### Instrucción A
Del relato del viaje de Tarifa a Tánger, devuelve sin cambios el fragmento que arranca en las palabras "Antes de embarcar" y acaba justo después de "góticas del interior.".
### Instrucción B
Según el relato del viaje de Tarifa a Tánger, ¿sobre qué se levantó la iglesia de San Mateo?
### Instrucción C
Escribe lo que viene después en el relato del viaje de Tarifa a Tánger, a partir de su última frase.

### Texto
.....

Como continuación al texto que publiqué hace dos años en este mismo blog, y que podéis leer aquí, publico ahora unas notas sobre algunos lugares para mí desconocidos que visité hace una semana.
Antes de embarcar en Tarifa nos dio tiempo de darnos un paseo por lo que yo llamo la medina de Tarifa, ya que no es otra cosa el dédalo de callejones y patios que se extiende a espaldas del castillo de Guzmán el Bueno. Y también de desayunar y de hacer una rápida visita a la iglesia de San Mateo, edificada sobre una antigua mezquita (la cual a su vez probablemente se construyó sobre una iglesia católica anterior). Aunque la fachada barroca no me pareció nada del otro mundo, son interesantes las bóvedas y columnas góticas del interior.
El barco zarpó casi en punto, y a las 12 estábamos entrando en Tánger (hora marroquí, equivalente a las 11 en la península. A partir de ahí, lo habitual: Atraque, apertura de puertas, desembarque, control de pasaportes, cambo de dinero y largo paseo hasta nuestro hotel, situado en lo más alto de la Alcazaba o Kasbah. Para ello tuvimos que entrar en la medina por Bab El Marsa, la puerta que se abre bajo la torre portuguesa Borj Hajoui y pasar junto a la Gran Mezquita, emplazada en el lugar del antiguo capitolio romano, catedral en época portuguesa y hoy en día cerrada a cal y canto para los infieles.

.....

Registros guardados:
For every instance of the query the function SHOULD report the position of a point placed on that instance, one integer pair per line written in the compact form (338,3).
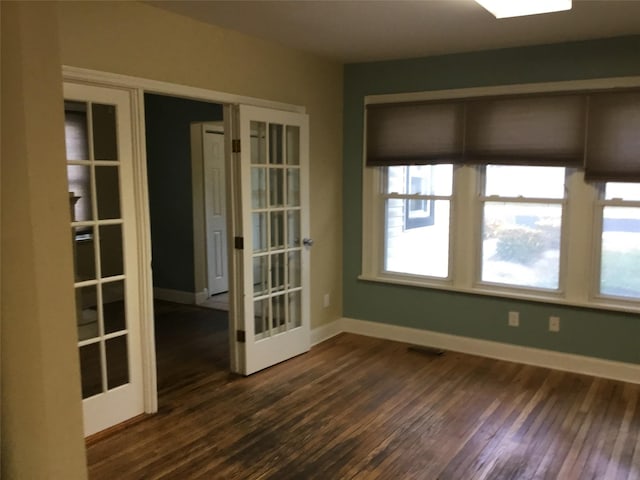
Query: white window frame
(482,199)
(580,229)
(407,197)
(601,203)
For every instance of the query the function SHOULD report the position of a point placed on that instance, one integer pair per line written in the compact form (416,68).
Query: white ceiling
(366,30)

.....

### Respuesta A
Antes de embarcar en Tarifa nos dio tiempo de darnos un paseo por lo que yo llamo la medina de Tarifa, ya que no es otra cosa el dédalo de callejones y patios que se extiende a espaldas del castillo de Guzmán el Bueno. Y también de desayunar y de hacer una rápida visita a la iglesia de San Mateo, edificada sobre una antigua mezquita (la cual a su vez probablemente se construyó sobre una iglesia católica anterior). Aunque la fachada barroca no me pareció nada del otro mundo, son interesantes las bóvedas y columnas góticas del interior.

### Respuesta B
Sobre una antigua mezquita.

### Respuesta C
Seguimos subiendo por la calle Siaghine, verdadera artera central de la medina, que muestra claramente las consecuencias que el terrorismo islámico está teniendo en la economía de tantos países árabes: Los turistas europeos tienen miedo y abandonan esos destinos. La medina ya no es el río de visitantes de todos los países, que con sus compras y propinas traía la riqueza a tiendas y cafés. Locales cerrados, casas en ruinas, negocios languidecientes… Los fundamentalismos no son buenos para nadie.
En el Zoco Chico giramos a la izquierda y nos internamos por el verdadero corazón de la ciudad: la calle de los Almohades o la Nasiriya, la Amrah o la Bab Assah, todas las rutas son buenas para llegar a la Kasbah, en la que entramos por la puerta Bab Bahr para llegar a nuestro hotel habitual, La Tangerina. Sus diez habitaciones estaban casi vacías, o sea que esta vez pudimos elegir la llamada “suite 1”, con un patinillo privado y una cómoda zona de estar, separada por una barandilla del dormitorio propiamente dicho.
La propietaria nos dio una buena noticia: Ya habían terminado de acondicionar un apartamento turístico en el mismo Zoco Grande, justo al lado de la puerta de Bab al Medina, con unas vistas magníficas al propio Zoco y a los jardines de la Mendubia. Por un precio razonable podríamos habernos instalado en ese piso amplio y luminoso de dos dormitorios, pero ahora mismo lo ha alquilado un australiano para cuatro meses ¡qué envidia me da esa gente que se puede permitir viajar con toda la calma del mundo, dedicando varios meses a disfrutar de una ciudad que la mayoría de los turistas nos liquidamos en un par de días!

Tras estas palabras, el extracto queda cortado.